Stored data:
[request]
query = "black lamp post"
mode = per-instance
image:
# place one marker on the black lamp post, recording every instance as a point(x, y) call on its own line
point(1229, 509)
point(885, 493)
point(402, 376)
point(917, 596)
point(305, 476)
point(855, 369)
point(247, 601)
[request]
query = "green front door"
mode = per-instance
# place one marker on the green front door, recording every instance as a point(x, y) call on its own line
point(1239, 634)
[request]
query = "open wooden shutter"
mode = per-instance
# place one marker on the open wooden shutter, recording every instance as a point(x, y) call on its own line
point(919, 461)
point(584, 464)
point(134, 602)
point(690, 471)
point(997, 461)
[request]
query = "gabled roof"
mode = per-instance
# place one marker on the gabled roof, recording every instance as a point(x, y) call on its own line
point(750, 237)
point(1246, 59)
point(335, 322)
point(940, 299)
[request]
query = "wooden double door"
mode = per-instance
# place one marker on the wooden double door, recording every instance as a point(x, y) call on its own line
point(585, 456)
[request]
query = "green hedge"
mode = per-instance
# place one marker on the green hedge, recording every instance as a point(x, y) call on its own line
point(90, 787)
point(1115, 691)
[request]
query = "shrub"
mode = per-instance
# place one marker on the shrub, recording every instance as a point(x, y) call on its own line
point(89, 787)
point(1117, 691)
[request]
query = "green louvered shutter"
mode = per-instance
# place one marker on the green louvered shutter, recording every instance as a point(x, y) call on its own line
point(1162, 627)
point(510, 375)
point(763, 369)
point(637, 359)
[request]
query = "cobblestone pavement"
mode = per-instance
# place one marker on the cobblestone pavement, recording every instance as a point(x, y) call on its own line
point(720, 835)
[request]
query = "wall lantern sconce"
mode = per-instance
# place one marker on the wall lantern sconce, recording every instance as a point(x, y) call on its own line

__WORK REQUIRED__: Repeat the listing above without any change.

__RESULT BELOW__:
[request]
query = "black lamp post"
mode = per-instance
image:
# place one marker on the black lamp post, recording every instance as a point(x, y) call on its own line
point(1229, 509)
point(885, 493)
point(402, 376)
point(917, 596)
point(305, 476)
point(855, 369)
point(247, 601)
[request]
query = "green front door"
mode = per-instance
# place one marker on the green front door, recording every instance as a point(x, y) call on its own line
point(1239, 634)
[request]
query = "open wooden shutter"
mode = per-instance
# place one marker on the open wooden shutter, recording every instance as a point(x, y) call on its own line
point(919, 461)
point(584, 464)
point(134, 602)
point(690, 471)
point(997, 461)
[request]
query = "gabled roof"
mode = per-instance
# place one marker on the gabled roof, recording every instance as a point(x, y) call on its own line
point(750, 237)
point(1246, 59)
point(335, 322)
point(940, 299)
[request]
query = "wooden double door"
mode = per-instance
# place one marker on the wooden double door, recording every instance as a point(x, y) call on its own line
point(585, 456)
[request]
query = "green hedge"
mode = per-instance
# place one marker on the green hedge, recording every instance as a point(x, y) call on its own line
point(90, 787)
point(1115, 691)
[request]
query = "shrub"
mode = per-instance
# place one marker on the shrub, recording every instance as a point(x, y) call on its own line
point(89, 787)
point(1117, 691)
[request]
query = "green louvered shutter"
mode = per-instance
# place one marker on the green louvered shutter, recording every instance as a point(x, y) call on its own line
point(1162, 627)
point(510, 375)
point(763, 369)
point(637, 359)
[request]
query = "cobblestone pavement"
mode = per-instance
# place one marker on the cobblestone pavement, recording every instance as a point(x, y) call on its own line
point(720, 835)
[request]
query = "wall lantern sconce"
mode = per-instance
# place one marker on the wall lantern sconce, recording every instance as a point(x, y) call on its own line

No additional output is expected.